▶ The exercise: Reproduce, character for character, the lines of the entries below from the line containing "Draw the outline of every instance of the church entrance" through the line containing "23 48 L 21 46", including both of those lines.

▶ Data to process:

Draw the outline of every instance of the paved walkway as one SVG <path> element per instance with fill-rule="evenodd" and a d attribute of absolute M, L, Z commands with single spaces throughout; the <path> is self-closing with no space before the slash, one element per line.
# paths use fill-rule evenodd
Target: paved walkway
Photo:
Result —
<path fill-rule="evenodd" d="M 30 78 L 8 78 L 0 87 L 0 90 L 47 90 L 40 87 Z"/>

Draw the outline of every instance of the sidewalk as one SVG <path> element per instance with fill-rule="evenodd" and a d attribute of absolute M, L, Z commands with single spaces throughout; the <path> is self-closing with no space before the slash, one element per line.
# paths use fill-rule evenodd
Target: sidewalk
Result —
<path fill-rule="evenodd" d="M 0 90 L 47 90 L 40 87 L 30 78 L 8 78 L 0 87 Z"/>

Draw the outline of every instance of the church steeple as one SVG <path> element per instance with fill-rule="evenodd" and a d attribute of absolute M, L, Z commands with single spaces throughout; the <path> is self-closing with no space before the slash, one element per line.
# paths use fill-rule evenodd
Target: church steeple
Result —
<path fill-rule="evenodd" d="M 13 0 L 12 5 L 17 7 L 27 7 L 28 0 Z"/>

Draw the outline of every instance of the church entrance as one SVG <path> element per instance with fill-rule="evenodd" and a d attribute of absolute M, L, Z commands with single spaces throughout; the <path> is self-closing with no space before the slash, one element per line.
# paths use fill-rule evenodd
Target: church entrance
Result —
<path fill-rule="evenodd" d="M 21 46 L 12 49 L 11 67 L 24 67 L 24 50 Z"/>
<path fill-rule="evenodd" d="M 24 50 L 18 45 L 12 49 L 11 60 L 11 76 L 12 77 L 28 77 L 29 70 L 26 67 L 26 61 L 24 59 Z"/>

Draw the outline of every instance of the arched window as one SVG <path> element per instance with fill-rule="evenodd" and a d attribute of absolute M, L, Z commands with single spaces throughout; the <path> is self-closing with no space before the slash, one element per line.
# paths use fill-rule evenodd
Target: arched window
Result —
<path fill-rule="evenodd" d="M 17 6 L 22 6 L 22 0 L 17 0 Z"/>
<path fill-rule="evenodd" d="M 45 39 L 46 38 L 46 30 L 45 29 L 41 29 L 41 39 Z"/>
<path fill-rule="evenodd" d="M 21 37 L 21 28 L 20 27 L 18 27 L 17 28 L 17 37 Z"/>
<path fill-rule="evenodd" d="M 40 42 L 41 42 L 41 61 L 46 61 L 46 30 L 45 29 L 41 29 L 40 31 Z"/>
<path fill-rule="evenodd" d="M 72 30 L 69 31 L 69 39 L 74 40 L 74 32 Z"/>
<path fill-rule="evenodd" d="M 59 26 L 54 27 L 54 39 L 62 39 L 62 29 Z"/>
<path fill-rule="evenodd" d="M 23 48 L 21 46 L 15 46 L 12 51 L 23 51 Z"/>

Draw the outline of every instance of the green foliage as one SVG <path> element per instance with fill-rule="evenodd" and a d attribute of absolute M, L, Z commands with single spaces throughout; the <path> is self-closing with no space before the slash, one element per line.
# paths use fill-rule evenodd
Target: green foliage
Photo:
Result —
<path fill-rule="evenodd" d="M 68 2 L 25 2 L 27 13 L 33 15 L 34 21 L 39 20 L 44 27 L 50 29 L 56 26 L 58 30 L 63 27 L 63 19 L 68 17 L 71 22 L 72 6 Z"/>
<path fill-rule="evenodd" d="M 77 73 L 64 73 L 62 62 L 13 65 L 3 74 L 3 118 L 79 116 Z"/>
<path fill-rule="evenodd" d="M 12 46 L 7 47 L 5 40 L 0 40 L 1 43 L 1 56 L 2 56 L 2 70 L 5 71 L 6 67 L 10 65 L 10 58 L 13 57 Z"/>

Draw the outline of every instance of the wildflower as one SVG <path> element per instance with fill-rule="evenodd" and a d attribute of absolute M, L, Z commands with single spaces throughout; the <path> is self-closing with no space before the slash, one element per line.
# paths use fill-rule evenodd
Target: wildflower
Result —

▶ Reply to the task:
Draw the outline of every instance of the church entrance as one SVG <path> element per instance with fill-rule="evenodd" and a d attribute of absolute M, L, Z commands with single spaces throughout; the <path> is self-closing with no space before the slash, one element per line.
# paths use fill-rule evenodd
Target: church entrance
Result —
<path fill-rule="evenodd" d="M 21 46 L 12 49 L 11 67 L 24 67 L 24 50 Z"/>
<path fill-rule="evenodd" d="M 24 50 L 18 45 L 12 49 L 11 60 L 11 76 L 12 77 L 28 77 L 29 70 L 26 67 L 26 61 L 24 59 Z"/>

Draw the outline of every instance of the arched window as one SVG <path> element per instance with fill-rule="evenodd" and a d attribute of absolute M, L, Z commands with single spaces throughout; the <path> is self-closing with no space before the slash, one element per line.
# paths use fill-rule evenodd
Target: arched window
Result —
<path fill-rule="evenodd" d="M 17 6 L 22 6 L 22 0 L 17 0 Z"/>
<path fill-rule="evenodd" d="M 45 39 L 46 38 L 46 30 L 45 29 L 41 29 L 41 39 Z"/>
<path fill-rule="evenodd" d="M 21 37 L 21 28 L 20 27 L 18 27 L 17 28 L 17 37 Z"/>
<path fill-rule="evenodd" d="M 40 42 L 41 42 L 41 61 L 46 61 L 46 30 L 45 29 L 41 29 L 40 31 Z"/>
<path fill-rule="evenodd" d="M 72 30 L 69 31 L 69 39 L 74 40 L 74 32 Z"/>
<path fill-rule="evenodd" d="M 59 26 L 54 27 L 54 39 L 62 39 L 62 29 Z"/>
<path fill-rule="evenodd" d="M 23 48 L 21 46 L 15 46 L 12 51 L 23 51 Z"/>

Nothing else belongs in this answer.